Written exercise 1:
According to the commentary on Nixonland voters below, which two candidates won landslide victories?

Text shown:
------------------------

These are the voters of Rick Perlstein's book Nixonland, always looking for someone -- LBJ in '64 or Nixon in '72, both of whom won landslide victories -- who seems able to keep social disruption at bay. They're incredibly naive, and of course they're eventually frustrated.

This rebuts Tom Friedman because what he seeks is a messiah-president who

will talk about education reform, without worrying about offending unions; financial reform, without worrying about losing donations from Wall Street; corporate tax reductions to stimulate jobs, without worrying about offending the far left; energy and climate reform, without worrying about offending the far right and coal-state Democrats; and proper health care reform, without worrying about offending insurers and drug companies.

Sure, voters will vote for a candidate who promises to pursue an agenda like this (see: Obama, Barack, campaign of 2008). But as soon as that person actually tries to pursue such an agenda legislatively, the powerful fat cats whose oxen would be gored by the news laws stir up chaos in Congress. And the Nixonland independents just conclude that Congress is being childish.

*****

I think Bai's analysis explains a lot of things.

It explains why Republicans aren't being punished for obstructionism -- these voters just want someone who can wave a wand and make obstructionism stop, just the way they wish someone could make loud public cellphone talkers just go away.

------------------------

Written exercise 2:
Show each line of the listing below that contains the word "truck".

Dataset:
------------------------

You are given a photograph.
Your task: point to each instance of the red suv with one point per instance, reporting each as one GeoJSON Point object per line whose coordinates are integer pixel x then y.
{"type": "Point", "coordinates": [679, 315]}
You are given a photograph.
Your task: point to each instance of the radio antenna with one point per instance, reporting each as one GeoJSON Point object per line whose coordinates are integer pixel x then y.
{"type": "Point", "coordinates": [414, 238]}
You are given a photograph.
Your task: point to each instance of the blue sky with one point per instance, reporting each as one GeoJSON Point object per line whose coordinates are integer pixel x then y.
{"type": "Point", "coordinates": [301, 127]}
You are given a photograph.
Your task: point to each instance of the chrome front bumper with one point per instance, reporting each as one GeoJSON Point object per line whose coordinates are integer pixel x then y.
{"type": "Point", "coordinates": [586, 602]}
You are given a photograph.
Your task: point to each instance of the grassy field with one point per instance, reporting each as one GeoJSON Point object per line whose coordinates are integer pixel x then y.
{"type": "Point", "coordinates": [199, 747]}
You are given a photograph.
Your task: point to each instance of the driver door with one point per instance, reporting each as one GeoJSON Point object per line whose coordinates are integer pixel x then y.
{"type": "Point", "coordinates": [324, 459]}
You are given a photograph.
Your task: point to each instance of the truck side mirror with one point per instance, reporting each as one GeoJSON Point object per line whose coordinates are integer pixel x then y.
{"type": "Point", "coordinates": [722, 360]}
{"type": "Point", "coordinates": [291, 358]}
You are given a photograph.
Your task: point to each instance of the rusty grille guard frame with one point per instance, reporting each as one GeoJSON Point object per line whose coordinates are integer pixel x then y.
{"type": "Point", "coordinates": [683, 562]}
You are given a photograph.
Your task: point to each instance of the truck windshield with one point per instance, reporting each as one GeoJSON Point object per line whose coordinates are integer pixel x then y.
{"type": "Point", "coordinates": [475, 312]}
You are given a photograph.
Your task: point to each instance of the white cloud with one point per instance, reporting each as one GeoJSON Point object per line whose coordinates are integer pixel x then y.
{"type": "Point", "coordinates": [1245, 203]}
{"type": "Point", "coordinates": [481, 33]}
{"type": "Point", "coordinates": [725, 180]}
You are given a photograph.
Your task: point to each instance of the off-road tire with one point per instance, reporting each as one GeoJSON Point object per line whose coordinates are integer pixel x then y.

------------------------

Full response 1:
LBJ in '64 and Nixon in '72.

Full response 2:
Your task: point to each instance of the truck side mirror with one point per instance, reporting each as one GeoJSON Point object per line whose coordinates are integer pixel x then y.
Your task: point to each instance of the truck windshield with one point per instance, reporting each as one GeoJSON Point object per line whose coordinates are integer pixel x then y.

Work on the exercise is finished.